• WHAT THIS TASK INVOLVES
Can you rewrite every item below, switching "biggest" to "largest" and leaving everything else unchanged?

--- RECORDS SUPPLIED ---

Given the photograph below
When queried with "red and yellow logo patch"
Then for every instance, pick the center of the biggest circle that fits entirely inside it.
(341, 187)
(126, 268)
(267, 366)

---

• SOLUTION FOR THIS PROBLEM
Given the photograph below
When queried with "red and yellow logo patch"
Then for every instance, pick the center of the largest circle that fits entirely inside it.
(341, 187)
(126, 268)
(267, 366)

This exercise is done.